**OPDRACHT EN EISEN:** Schrijf verder aan de tekst over duisternis en de “tussentijd”, te beginnen na de laatste zin.

Maar toch denk ik dat ook duisternis iets kan hebben…. De
duistere wachttijd kan de vruchtbare bodem zijn waaruit nieuwe
inzichten ontspruiten, inzichten die ons weer verder op weg
helpen.
Ik las een
interview met Karen Armstrong naar
aanleiding van het verschijnen van haar nieuw boek. Zij suggereert
om terug te grijpen naar de profeten van een periode die zij
de “tussentijd” heette. Dit is van ongeveer 900 tot 200 jaar
voor Christus, waar vele nieuwe inzichten ontstonden, in verschillende
religies, in verschillende delen van de wereld. Deze inzichten
helpen nu nog de mensen vooruit.

**GETOONDE DATA:**
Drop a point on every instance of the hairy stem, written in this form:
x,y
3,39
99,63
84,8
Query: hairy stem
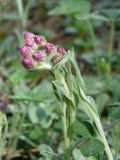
x,y
64,122
110,47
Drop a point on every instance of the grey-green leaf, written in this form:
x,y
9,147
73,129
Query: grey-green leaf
x,y
80,129
91,147
115,113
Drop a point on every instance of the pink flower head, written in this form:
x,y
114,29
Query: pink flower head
x,y
28,63
29,39
49,47
25,51
38,56
61,50
39,39
55,58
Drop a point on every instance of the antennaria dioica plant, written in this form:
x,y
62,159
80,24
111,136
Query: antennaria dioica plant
x,y
68,87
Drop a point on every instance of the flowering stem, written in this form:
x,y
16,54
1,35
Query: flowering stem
x,y
110,47
64,122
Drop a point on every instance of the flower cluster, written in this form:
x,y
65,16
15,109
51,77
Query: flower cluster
x,y
37,52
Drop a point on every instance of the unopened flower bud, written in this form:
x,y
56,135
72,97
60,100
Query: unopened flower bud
x,y
28,63
38,56
61,50
49,47
25,51
39,40
29,39
55,58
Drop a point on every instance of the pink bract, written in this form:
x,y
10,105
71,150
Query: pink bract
x,y
61,50
39,39
28,63
25,51
49,47
29,39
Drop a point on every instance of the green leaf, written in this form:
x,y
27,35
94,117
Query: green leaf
x,y
71,7
40,93
36,113
115,113
80,129
46,151
101,101
91,147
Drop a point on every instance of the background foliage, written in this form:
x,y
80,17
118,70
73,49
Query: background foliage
x,y
92,27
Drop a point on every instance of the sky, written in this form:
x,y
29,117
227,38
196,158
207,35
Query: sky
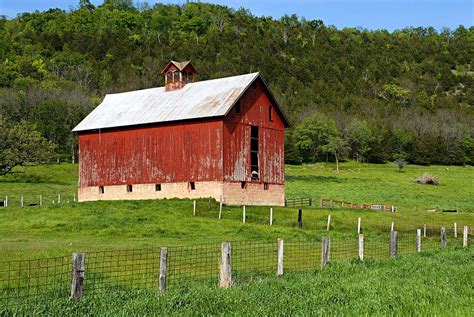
x,y
370,14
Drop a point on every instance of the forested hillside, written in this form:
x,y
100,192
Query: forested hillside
x,y
370,95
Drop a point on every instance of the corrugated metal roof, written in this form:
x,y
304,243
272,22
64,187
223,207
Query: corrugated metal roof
x,y
202,99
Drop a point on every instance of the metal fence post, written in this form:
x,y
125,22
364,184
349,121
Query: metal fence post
x,y
443,237
78,273
163,269
280,257
418,240
226,265
325,250
393,243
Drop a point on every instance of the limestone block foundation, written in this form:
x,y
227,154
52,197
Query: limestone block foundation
x,y
231,193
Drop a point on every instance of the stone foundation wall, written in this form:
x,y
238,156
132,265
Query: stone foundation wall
x,y
232,193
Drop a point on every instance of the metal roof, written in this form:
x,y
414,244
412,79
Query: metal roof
x,y
203,99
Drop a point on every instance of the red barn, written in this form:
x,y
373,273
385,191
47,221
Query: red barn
x,y
221,138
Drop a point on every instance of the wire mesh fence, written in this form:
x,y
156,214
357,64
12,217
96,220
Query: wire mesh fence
x,y
105,271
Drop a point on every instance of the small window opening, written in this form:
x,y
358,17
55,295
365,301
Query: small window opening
x,y
237,108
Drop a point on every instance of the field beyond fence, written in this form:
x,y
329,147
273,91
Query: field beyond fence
x,y
229,263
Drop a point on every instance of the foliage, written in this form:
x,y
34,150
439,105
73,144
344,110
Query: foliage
x,y
428,179
21,144
407,92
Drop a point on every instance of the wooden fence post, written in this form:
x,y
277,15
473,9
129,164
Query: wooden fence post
x,y
300,218
443,237
163,269
418,240
280,257
78,273
226,266
325,250
393,243
220,208
464,236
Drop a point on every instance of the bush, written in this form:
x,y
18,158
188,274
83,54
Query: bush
x,y
429,179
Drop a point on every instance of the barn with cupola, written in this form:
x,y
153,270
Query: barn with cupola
x,y
221,138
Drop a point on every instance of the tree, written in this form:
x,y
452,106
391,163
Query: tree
x,y
336,146
21,144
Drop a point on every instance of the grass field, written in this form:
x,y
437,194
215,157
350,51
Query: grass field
x,y
435,283
58,229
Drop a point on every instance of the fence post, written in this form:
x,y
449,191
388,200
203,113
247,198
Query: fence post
x,y
163,269
325,249
443,237
418,240
226,266
280,257
393,243
220,208
361,247
78,272
464,236
300,218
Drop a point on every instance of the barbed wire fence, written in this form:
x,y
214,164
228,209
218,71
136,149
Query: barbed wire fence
x,y
229,263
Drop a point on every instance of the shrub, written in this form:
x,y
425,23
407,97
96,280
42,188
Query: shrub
x,y
429,179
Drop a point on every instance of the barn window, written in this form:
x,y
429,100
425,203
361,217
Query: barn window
x,y
237,108
254,153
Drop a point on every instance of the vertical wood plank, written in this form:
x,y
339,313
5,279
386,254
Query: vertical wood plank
x,y
280,257
325,250
443,242
418,240
78,274
226,266
163,269
393,243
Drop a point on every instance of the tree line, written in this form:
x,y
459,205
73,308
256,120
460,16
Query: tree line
x,y
371,95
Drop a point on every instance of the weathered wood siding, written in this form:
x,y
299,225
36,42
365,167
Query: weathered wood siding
x,y
182,152
254,106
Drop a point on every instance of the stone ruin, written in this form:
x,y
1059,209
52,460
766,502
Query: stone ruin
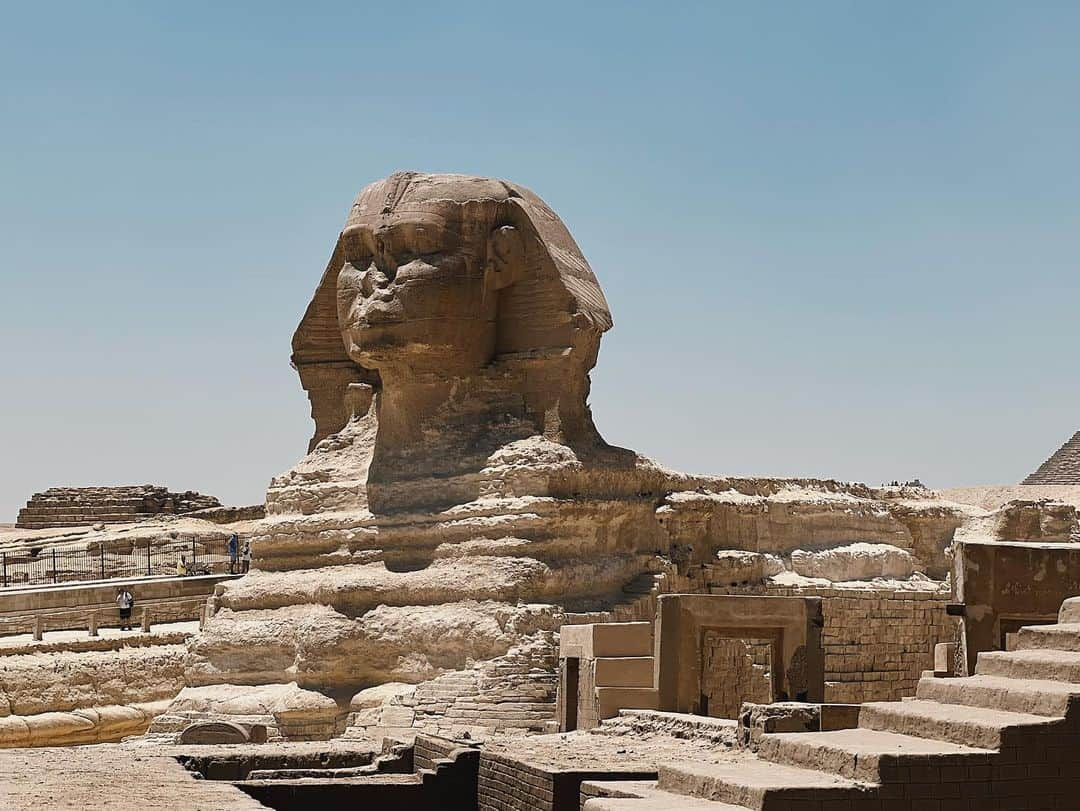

**ANTWOORD:**
Ik denk
dat wij nu weer in zulke tussentijd leven. God en godsdienst
zijn niet meer de determinerende factor die ons sociaal en
intellectueel verkeer regelt. Nietsche
zei het al: “God is dood”, of preciezer, de God zoals wij
die in de gevestigde religies vastgelegd, voorgesteld en gemaakt
hebben, is dood. Naar mijn aanvoelen is onze tijd, een
tijd van grote verandering, waar de oude modellen niet meer
voldoen en we nog geen nieuwe hebben waar we echt op vertrouwen.
We zijn er nog niet uit hoe het eigenlijk verder moet. Om
in de beeldspraak van de advent te blijven, er blijft ons
niets anders over dan te wachten tot het licht wordt..
Dat kan ongemakkelijk zijn, maar het heeft iets. Misschien
is het daarom dat de vieringen en lezingen van de advent ons
zo aanspreken.
De evangelielezing
van vandaag gaat over Johannes de
Doper en zijn optreden in de woestijn. Dit is een vast gegeven
in de Advent. We kennen het verhaal allemaal. Johannes
doopte de mensen. Hij riep hen op om zich te bekeren, en hij
deed dit in een kleurrijke, strenge taal. En toen mensen uitleg vroegen wat bekering eigenlijk betekende,
vertaalde hij dat in zeer eenvoudige, ethische handelingen
die op ieder individu waren toegespitst.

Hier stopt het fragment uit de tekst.